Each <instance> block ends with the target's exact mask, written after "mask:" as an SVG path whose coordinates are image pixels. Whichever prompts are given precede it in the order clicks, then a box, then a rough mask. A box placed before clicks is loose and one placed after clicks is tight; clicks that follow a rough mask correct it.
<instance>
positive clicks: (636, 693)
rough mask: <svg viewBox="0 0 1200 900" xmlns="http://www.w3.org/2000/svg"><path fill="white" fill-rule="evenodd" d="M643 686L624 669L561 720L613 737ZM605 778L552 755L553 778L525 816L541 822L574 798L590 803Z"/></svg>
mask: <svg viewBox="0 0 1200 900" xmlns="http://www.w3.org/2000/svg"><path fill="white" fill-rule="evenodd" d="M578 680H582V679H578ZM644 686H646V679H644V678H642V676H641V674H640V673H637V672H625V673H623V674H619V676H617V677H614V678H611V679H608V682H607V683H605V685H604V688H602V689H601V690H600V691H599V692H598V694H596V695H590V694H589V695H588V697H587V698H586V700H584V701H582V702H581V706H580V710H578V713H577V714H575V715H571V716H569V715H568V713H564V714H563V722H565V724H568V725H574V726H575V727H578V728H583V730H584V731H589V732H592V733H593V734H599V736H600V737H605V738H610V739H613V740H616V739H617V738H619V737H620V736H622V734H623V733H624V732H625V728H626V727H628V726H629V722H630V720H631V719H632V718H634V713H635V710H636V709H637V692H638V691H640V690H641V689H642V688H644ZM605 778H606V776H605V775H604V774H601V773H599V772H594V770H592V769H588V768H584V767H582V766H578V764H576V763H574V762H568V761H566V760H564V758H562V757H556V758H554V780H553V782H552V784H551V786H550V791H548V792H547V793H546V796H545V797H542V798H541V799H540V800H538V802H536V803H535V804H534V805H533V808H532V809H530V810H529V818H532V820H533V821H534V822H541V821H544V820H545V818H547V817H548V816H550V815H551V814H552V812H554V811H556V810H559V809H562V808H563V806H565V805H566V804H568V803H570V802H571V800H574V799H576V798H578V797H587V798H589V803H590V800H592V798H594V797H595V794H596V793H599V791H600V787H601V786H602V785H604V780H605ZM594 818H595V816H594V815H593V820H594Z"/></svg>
####
* Aim of the exercise *
Every record above must be set down again, word for word.

* Task solution *
Each <instance> block ends with the target's exact mask, written after "mask:" as an SVG path whose coordinates are image pixels. Whichever prompts are given precede it in the order clicks, then a box, then a rough mask. A box placed before clicks is loose and one placed after clicks is tight; clicks that follow a rough mask correct it.
<instance>
positive clicks: (636, 693)
rough mask: <svg viewBox="0 0 1200 900" xmlns="http://www.w3.org/2000/svg"><path fill="white" fill-rule="evenodd" d="M643 686L624 669L561 720L613 737ZM605 778L552 755L553 778L525 816L541 822L574 798L590 803Z"/></svg>
mask: <svg viewBox="0 0 1200 900" xmlns="http://www.w3.org/2000/svg"><path fill="white" fill-rule="evenodd" d="M578 680H582V679H578ZM644 686H646V679H644V678H642V676H641V674H640V673H637V672H625V673H623V674H619V676H617V677H614V678H611V679H608V682H607V683H605V685H604V688H602V689H601V690H600V691H599V692H598V694H596V695H590V694H589V695H588V697H587V698H586V700H584V701H582V702H581V706H580V710H578V713H577V714H575V715H571V716H569V715H568V713H564V714H563V722H565V724H568V725H574V726H575V727H578V728H583V730H584V731H589V732H592V733H593V734H599V736H600V737H605V738H610V739H613V740H616V739H617V738H619V737H620V736H622V734H623V733H624V732H625V728H626V727H628V726H629V722H630V720H631V719H632V718H634V713H635V710H636V709H637V692H638V691H640V690H641V689H642V688H644ZM605 778H606V776H605V775H604V774H601V773H599V772H594V770H592V769H588V768H584V767H582V766H578V764H576V763H574V762H568V761H566V760H564V758H562V757H556V758H554V780H553V782H552V784H551V786H550V791H548V792H547V793H546V796H545V797H542V798H541V799H540V800H538V802H536V803H535V804H534V805H533V808H532V809H530V810H529V818H532V820H533V821H534V822H541V821H544V820H545V818H547V817H548V816H550V815H551V814H552V812H554V811H556V810H559V809H562V808H563V806H565V805H566V804H568V803H570V802H571V800H574V799H576V798H578V797H587V798H589V803H590V800H592V798H594V797H595V794H596V793H599V791H600V787H601V786H602V785H604V780H605ZM594 818H595V816H594V815H593V820H594Z"/></svg>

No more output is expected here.